[Gegebener Text]
Doch wie immer die Dargestellten sich sahen, niemand hatte den Eindruck, das Abgebildete stelle die Realität dar: Die Missmutigen lächelten, die Schüchternen drehten sich grinsend weg, fast immer lachte jemand und mimte ein „Ach, du nun wieder“ zum Kameramann (die Ausnahme der Kameraleute waren Frauen, Amateurfilmen war ein zutiefst männlich besetztes Hobby), als er oder sie die Kamera auf sich gerichtet fand. Wenn Papa die Kamera raus holte, war das ein besonderer Tag und alle benahmen sich besonders.
Die Filme wurden vielleicht zwei mal angeschaut, danach verschwanden sie in den Kästen, in den Archiven der Familien. Und wurden nie wieder beachtet, bis irgend die technikbegeisterten Nachkommen die Orginale wieder in die Hand bekamen. Doch es passierte nur zu selten, dass die Filme durch eine Abtastung wieder abspielbar wurden, denn zu teuer, zu aufwendig war das Medium Film zu handhaben. Und so verschwinden und verschwimmen die Erinnerungen.
Und doch: Wir alle wissen, wie die Zeit ausgesehen hat. Wir glauben es zu wissen, denn wir sehen diese Zeit immer wieder. In alten Filmen aus der Zeit sehen wir, wie das Leben damals ausgesehen hat. Wie die Menschen gekleidet waren, wie sie sprachen, wie sie sich verhalten. Das war doch real, oder? Genau so real wie die Filme von heute das reale Leben wieder spiegeln. Oder doch nicht?
Dort setzt das 8mm-Project an. Es vergleicht, aber wertet nicht. Welches Bild ist wahr? Welches lügt. Wie verhält sich der Ort zum Gezeigten? Ein Ort definiert sich durch die Anwesenheit von jemanden. Diese Anwesenheit beschreibt und prägt den Ort, erst dadurch, dass ich einen Finger darauf lege, existiert dieser. Das klingt erst einmal zutiefst philosophisch, ist aber tatsächlich real. Woher wissen wir von Orten? Indem sie beschrieben werden wird ihnen ein Platz in der Landkarte der Wahrnehmung zugewiesen. Eine Insel, die noch nicht entdeckt, noch nicht kartographiert wurde, ist zwar existent, aber ein Ort ist sie deswegen noch lange nicht.

[Vorliegende Datenzeilen]
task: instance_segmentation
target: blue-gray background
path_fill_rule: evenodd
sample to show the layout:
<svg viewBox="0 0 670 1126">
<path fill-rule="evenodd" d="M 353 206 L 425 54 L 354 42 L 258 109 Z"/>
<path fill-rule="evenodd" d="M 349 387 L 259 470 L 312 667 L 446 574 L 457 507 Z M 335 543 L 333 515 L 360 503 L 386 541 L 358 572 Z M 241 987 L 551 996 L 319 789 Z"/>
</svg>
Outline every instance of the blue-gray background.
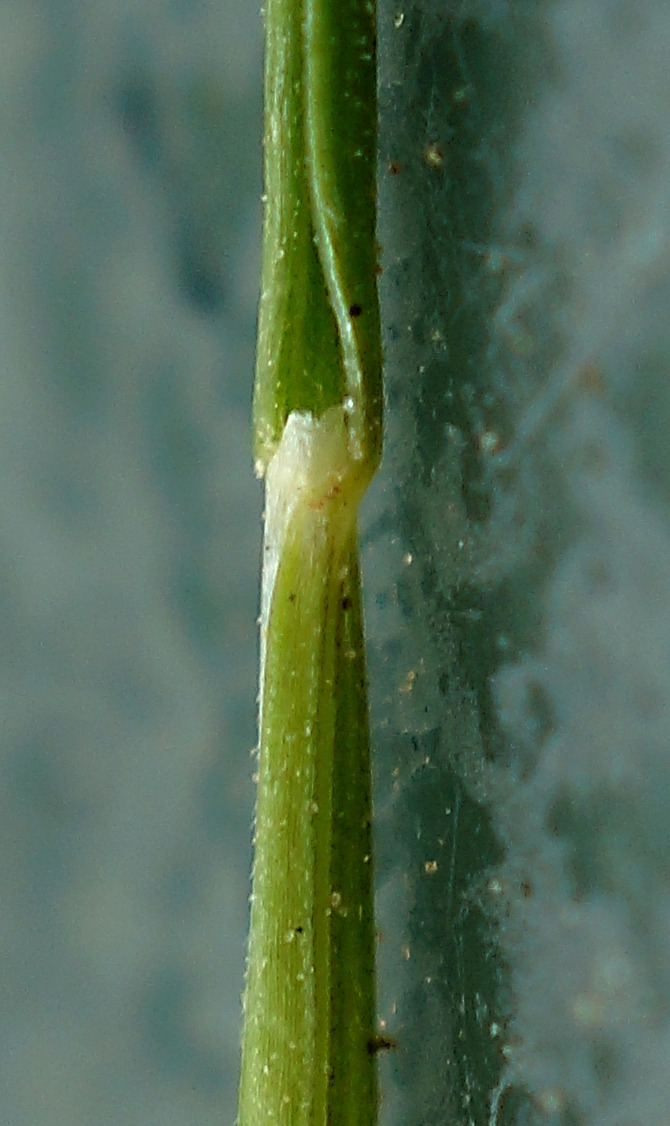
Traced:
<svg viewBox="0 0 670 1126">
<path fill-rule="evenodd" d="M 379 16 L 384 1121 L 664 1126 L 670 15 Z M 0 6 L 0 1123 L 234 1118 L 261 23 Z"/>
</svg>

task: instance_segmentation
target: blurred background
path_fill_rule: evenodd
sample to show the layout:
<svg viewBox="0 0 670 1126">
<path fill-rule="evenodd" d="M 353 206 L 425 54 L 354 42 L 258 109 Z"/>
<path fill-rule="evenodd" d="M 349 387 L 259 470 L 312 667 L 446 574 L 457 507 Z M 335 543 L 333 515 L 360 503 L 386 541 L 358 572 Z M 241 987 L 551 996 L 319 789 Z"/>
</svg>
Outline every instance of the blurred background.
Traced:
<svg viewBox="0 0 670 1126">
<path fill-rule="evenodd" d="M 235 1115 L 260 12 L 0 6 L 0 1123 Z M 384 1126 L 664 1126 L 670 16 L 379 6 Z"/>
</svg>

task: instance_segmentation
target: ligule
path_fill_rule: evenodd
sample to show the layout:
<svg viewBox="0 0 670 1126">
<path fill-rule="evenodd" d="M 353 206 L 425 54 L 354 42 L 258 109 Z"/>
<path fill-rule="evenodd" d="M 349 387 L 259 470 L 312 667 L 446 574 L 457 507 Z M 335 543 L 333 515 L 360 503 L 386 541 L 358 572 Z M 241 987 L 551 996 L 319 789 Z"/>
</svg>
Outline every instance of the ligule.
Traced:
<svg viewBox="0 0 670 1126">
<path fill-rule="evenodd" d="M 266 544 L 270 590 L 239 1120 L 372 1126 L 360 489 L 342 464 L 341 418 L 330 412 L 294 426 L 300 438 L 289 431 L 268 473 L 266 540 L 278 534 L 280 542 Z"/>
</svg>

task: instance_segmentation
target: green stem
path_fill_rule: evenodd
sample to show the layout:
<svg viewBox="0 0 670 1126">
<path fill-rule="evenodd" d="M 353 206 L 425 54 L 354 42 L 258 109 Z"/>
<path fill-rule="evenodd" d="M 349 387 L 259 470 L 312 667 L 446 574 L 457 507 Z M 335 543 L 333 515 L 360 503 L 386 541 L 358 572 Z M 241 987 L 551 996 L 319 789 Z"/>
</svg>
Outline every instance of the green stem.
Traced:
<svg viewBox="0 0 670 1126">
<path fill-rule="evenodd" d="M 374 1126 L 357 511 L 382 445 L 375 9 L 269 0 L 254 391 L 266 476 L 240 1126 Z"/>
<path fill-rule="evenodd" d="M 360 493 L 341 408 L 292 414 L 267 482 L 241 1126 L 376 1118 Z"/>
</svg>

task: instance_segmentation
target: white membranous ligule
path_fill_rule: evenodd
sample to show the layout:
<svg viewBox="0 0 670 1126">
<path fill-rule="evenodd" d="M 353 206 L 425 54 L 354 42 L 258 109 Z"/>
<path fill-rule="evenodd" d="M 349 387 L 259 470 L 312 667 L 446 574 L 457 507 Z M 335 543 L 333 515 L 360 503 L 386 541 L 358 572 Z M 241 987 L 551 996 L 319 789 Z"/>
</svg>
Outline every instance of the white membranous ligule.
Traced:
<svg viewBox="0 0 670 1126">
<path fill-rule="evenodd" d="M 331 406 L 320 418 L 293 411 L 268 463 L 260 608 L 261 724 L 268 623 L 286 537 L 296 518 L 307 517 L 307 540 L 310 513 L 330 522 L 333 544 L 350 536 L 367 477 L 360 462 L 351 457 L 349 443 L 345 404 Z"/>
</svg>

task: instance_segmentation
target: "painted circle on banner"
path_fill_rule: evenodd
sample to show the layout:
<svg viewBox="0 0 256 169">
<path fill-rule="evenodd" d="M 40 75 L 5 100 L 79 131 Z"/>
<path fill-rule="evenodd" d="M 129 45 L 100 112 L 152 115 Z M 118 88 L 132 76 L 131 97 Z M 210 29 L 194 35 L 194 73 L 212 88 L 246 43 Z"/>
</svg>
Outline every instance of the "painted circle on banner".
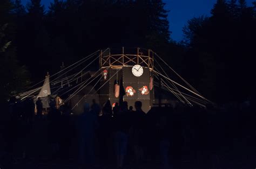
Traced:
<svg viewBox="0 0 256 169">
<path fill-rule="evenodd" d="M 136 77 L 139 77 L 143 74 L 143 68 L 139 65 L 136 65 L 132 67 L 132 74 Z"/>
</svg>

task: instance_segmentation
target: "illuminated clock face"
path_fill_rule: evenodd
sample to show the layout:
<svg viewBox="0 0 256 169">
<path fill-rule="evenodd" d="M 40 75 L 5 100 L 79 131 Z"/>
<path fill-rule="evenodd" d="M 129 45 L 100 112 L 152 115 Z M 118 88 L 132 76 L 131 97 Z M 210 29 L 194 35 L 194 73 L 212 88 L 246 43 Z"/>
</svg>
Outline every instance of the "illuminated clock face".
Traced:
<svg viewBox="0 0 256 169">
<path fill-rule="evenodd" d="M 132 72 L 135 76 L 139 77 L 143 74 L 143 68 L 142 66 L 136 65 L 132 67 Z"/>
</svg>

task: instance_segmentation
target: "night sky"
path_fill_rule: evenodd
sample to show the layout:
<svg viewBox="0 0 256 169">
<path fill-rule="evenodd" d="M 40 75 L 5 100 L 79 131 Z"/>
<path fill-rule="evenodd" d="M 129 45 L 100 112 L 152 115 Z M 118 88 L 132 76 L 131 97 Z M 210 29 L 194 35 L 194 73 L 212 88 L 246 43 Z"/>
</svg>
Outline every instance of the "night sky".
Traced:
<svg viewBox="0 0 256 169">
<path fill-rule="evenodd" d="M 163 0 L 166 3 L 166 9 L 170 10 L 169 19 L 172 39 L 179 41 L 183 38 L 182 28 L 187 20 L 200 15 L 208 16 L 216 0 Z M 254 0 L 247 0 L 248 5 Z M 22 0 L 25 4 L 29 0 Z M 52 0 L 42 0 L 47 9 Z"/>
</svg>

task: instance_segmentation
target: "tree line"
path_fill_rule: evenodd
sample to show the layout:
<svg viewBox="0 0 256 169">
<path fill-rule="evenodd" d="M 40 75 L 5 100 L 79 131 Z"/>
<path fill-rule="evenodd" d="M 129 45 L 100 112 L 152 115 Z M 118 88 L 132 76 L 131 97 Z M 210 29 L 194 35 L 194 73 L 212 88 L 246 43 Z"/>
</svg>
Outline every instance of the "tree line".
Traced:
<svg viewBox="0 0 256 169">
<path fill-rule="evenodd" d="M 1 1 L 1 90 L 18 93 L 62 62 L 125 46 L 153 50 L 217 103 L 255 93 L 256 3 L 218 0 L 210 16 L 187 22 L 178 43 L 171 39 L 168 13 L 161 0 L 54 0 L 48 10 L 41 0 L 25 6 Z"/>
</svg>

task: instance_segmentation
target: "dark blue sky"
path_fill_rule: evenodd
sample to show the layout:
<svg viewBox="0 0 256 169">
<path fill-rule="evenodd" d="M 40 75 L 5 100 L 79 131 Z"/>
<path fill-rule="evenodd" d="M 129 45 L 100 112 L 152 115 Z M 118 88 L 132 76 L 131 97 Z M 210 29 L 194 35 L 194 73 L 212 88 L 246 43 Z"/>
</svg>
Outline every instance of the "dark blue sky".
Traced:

[Zu erledigen]
[1] Gib jede Zeile aus den Datenzeilen oben wieder, in der die Zeichenfolge „stem“ vorkommt. Groß- und Kleinschreibung zählen dabei.
[2] Schreib den Text über Amateurfilme und das 8mm-Project im Anschluss an seinen letzten Satz weiter.

[Antworten je Aufgabe]
[1]
target: green stem
Outline every instance of the green stem.

[2]
Durch die Aufnahmen der Familienbilder öffnet sich der Ort, er wird durch die Anwesenden als Ort der Familie definiert. Das Territorium wird besetzt. Durch das 8mm-Project öffnet sich der Raum des Gezeigten, er wird zu einem halböffentlichen Raum, Menschen, die die Familie nicht kennen, werden zu Beobachtern dieser Familie, werden zu einem ihrer Teile. Ob Dokumentation oder Spielfilm, das Medium Film im Kino bringt es mit sich, dass wir fühlen, mitfühlen.
das Kino als Ort der konzentrierten Filmwahrnehmung ist Vergangenheit
Das Kino als Ort der konzentrierten Filmwahrnehmung ist Vergangenheit. Es hat das Monopol am bewegten Bild mit Einzug der Fernseher in die heimischen Wohnstuben verloren. Das Material Film ist spätestens seit der flächendeckenden Lizenzierung von VHS und den ersten Versuchen Peter Greenaways mit HD-Video für den Kinoeinsatz ebenso in ein Rückzugsgefecht verwickelt. Die Demokratisierung der Bilder führt zum Untergang des ersten Trägermaterials. Und die Digitalisierung führt zum Verlust der Kontrolle über das Bild, denn die verlustfreie Reproduzierbarkeit führt zur freien Verbreitung. Die Mechanik des Filmbildes ist der Nachteil des Mediums, da es nicht einfach digital übertragbar ist. Doch auch sein Vorteil, denn die Lesbarkeit ist weiterhin gegeben. Anders als eine Aufzeichnung auf professionellen Halbzoll-Magnetbänder oder Heimvideoformaten wie Video 2000, die heutzutage kaum mehr lesbar sind, weil die Hardware heute zu selten und zu fehleranfällig ist, ist Film als Film auch dann noch lesbar, wenn die Projektoren verschwunden sind. Die Transparenz des Bildes, die auf Einzelbildern basierende Bewegung ist heute noch gültig und nachvollziehbar, auch wenn der Aufwand des Lesens dieser Formate mit Verlust der klassischen Projektoren groß ist.